— Passage —
********************

- From: Alex Milowski <alex@milowski.org>
- Date: Fri, 6 Jul 2007 07:25:49 -0700
- To: public-xml-processing-model-wg@w3.org
On 7/6/07, Norman Walsh <ndw@nwalsh.com> wrote:
> / Innovimax SARL <innovimax@gmail.com> was heard to say:
> | I think Murray is right in many sense
> |
> | 1) we need to be consistent on the use of "load-like" component
>
> I think our consistent story should be "use XML". There are, at the
> moment, only two places where it seems to me that we might want to
> make special rules for supporting HTML content: in http-request
> (because the pipeline author has essentially no control over what
> comes back) and in unescape-markup (because it's broken by design).
>
> If we can't draw a relatively small, clear boundary around the areas
> where we're going to provide special support, then I'll probably feel
> better if we don't do anything at all.
>
> | 2)...but we need to take care, that the user should be able to know
> | that the input was "changed" to be processed
>
> I don't really understand this concern. We're only making the changes
> that the user requests. If they don't request any, we won't make any.
>
> 1. User runs unescape markup without asking for special support.
> a. The escaped markup is WF XML, life is good
> b. The escaped markup is not WF XML, step fails
>
> 2. User runs unescape markup and *asks for* special support.
> a. The escaped markup is WF XML, life is good
> b. The escaped markup is not WF XML, step fixes it so it's WF XML
>
> Likewise,
>
> 3. User runs http-request without asking for special support.
> a. What comes back is WF XML, life is good
> b. What comes back is not WF XML, step fails
>
> 4. User runs http-request and *asks for* special support.
> a. What comes back is WF XML, life is good
> b. What comes back is not WF XML, step fixes it so it's WF XML
I had imagined that:
* http-request doesn't have special support for non-XML media types.

********************

(Data records)
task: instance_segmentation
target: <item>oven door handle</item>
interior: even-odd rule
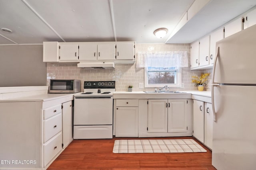
[[[92,98],[111,98],[112,97],[110,96],[101,96],[101,97],[75,97],[76,99],[92,99]]]

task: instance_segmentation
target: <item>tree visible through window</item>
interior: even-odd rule
[[[174,67],[148,67],[148,84],[174,84],[177,70]]]

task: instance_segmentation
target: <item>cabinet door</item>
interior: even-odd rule
[[[215,31],[210,35],[210,64],[213,64],[216,55],[216,42],[224,38],[223,28]]]
[[[190,63],[191,68],[199,66],[199,41],[191,44],[190,46]]]
[[[98,45],[98,60],[114,60],[116,58],[116,45],[114,43]]]
[[[244,29],[256,24],[256,9],[247,13],[244,20]]]
[[[116,43],[117,60],[134,60],[134,42]]]
[[[62,104],[62,138],[63,148],[72,141],[72,101]]]
[[[212,104],[204,103],[204,144],[212,149],[213,113]]]
[[[193,102],[193,135],[203,143],[204,138],[204,102],[196,100],[194,100]]]
[[[116,116],[116,137],[138,137],[138,107],[118,107]]]
[[[200,40],[199,45],[199,66],[208,65],[210,61],[210,36]]]
[[[58,42],[44,42],[43,48],[44,62],[58,62],[59,61]]]
[[[167,132],[167,99],[149,99],[148,132]]]
[[[97,60],[97,44],[79,45],[79,60]]]
[[[78,60],[78,44],[62,44],[60,45],[60,60]]]
[[[224,37],[226,38],[242,30],[242,20],[240,18],[225,25]]]
[[[186,100],[168,100],[168,132],[187,131],[186,103]]]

********************

— What is asked —
A. List every email address that appears in the mailing-list message.
B. Rewrite the data records from the first line up to and including the line with "[[[174,67],[148,67],[148,84],[174,84],[177,70]]]", swapping "even-odd rule" for "nonzero winding rule" and changing nothing else. Leave the pictures out.
The data records have no connection to the mailing-list message.

— The answers —
A.
alex@milowski.org
public-xml-processing-model-wg@w3.org
ndw@nwalsh.com
innovimax@gmail.com

B.
task: instance_segmentation
target: <item>oven door handle</item>
interior: nonzero winding rule
[[[92,98],[111,98],[112,97],[110,96],[101,96],[101,97],[75,97],[76,99],[92,99]]]

task: instance_segmentation
target: <item>tree visible through window</item>
interior: nonzero winding rule
[[[174,67],[148,67],[148,84],[174,84],[177,70]]]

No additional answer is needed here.